ACTIVITY 1
Edit the forum page about missing one's mother: rewrite the part that begins at the words "Virginia, you seem" and stops after "him at all.", replacing "oncologist" with "cancer specialist".
ACTIVITY 2
On the forum page about missing one's mother, what stage did Avi's oncologist in India say his mother's cancer was?

Information

I miss my Mom!

If you have that hole in your heart that you get when you lose the woman that you shared a body with....

Members: 721
Latest Activity: 19 hours ago

Discussion Forum

I am lost without her! (MOM) 9 Replies

Started by DeeDee. Last reply by DeeDee Jul 26.

I miss my Mom too.

Started by Anthony Jul 25.

Not only do I miss her, feel like I lost my purpose. Why go on? 7 Replies

Started by Jennifer Nuss. Last reply by Michael Thompson May 29.

Comment Wall

Comment

You need to be a member of I miss my Mom! to add comments!

Comment by Theresa on July 17, 2018 at 6:16am

Ok so my friend had to do the unthinkable, her dog is not suffering anymore.  But it just set off a crying spell with me.

Maybe I need to go to the dr again, for the 10th time.

So he can just look at me and say, do you want to try and anti-depressant.  ugh

Comment by Theresa on July 17, 2018 at 6:14am

Bluebell how are you?

Comment by Virginia G on July 16, 2018 at 8:58pm

Avi,

I hope your Dad is doing well.  That must have been hard on you being in the hospital.  I am also sorry you are having more guilt like me.  It’s a horrible feeling.  Also one that others don’t understand.

Comment by Avi on July 15, 2018 at 11:19am

Hi All, 

Hope every one is doing fine. Last week my father got an infection and was hospitalized so could not follow much here. Now he is better and recovering. 

Virginia, you seem to be totally engrossed in the guilt which I can understand as I feel the same way. Today I saw one community of Gall Bladder Cancer survivor (same disease which my mom had) and I came to know that my mother's cancer was also treatable to some extent and there are people who have successfully got out of this. I was told by my oncologist in India that it was not treatable as it was stage IV. 

This makes me feel devastated as I feel that more research would have helped her. 

Virginia, you mention that you expect forgiveness from God and your mother. I guess they already forgive you, the issue is that we need to forgive ourselves. 

Comment by Virginia G on July 14, 2018 at 10:31pm

My boyfriend finally gave up.  I don’t blame him at all.

And Brett I will tell you I don’t deserve the prayers, pray for my Mom please.

Comment by Virginia G on July 14, 2018 at 10:27pm

So the dr talked to my therapist and he told her the same things he told me.  I had asked her to try to get more answers.  I actually feel worse because I had someone ask some doctors about using ventilators.  The oncologist told us if there is cancer in the lungs someone won’t get off a ventilator.  That is why I didn’t want her on one.  Other doctors say that’s not necessarily true.  Of course, they didn’t see my Moms records and the ICU dr says she wouldn’t have come off it, however I am left wondering again.  I don’t trust doctors.  I don’t know why I didn’t make them do something.   It’s all so so horrible.

Comment by Brett Bowman on July 14, 2018 at 10:32am

Theresa, since talking to you last I have been searching for a natural solution to your issue. There are new supplements since I went through this about a year and a half ago, but my best advice would be to talk to your doctor about trying a new anti-depressant.

DATA SUPPLIED
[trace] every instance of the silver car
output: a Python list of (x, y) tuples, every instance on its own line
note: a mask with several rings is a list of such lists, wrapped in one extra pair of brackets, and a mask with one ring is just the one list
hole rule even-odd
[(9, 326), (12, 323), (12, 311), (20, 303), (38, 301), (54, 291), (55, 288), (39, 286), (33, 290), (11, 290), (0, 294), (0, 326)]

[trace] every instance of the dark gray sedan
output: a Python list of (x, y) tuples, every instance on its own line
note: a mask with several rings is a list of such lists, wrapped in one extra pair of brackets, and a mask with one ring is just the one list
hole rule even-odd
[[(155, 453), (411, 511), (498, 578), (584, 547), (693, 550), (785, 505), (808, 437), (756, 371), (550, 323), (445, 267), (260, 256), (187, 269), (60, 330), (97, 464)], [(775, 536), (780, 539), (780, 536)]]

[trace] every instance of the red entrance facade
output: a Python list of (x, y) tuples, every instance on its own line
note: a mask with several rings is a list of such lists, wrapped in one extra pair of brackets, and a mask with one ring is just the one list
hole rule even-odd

WRITTEN RESPONSE 1
Virginia, you seem to be totally engrossed in the guilt which I can understand as I feel the same way. Today I saw one community of Gall Bladder Cancer survivor (same disease which my mom had) and I came to know that my mother's cancer was also treatable to some extent and there are people who have successfully got out of this. I was told by my cancer specialist in India that it was not treatable as it was stage IV. 

This makes me feel devastated as I feel that more research would have helped her. 

Virginia, you mention that you expect forgiveness from God and your mother. I guess they already forgive you, the issue is that we need to forgive ourselves. 

Comment by Virginia G on July 14, 2018 at 10:31pm

My boyfriend finally gave up.  I don’t blame him at all.

WRITTEN RESPONSE 2
Stage IV.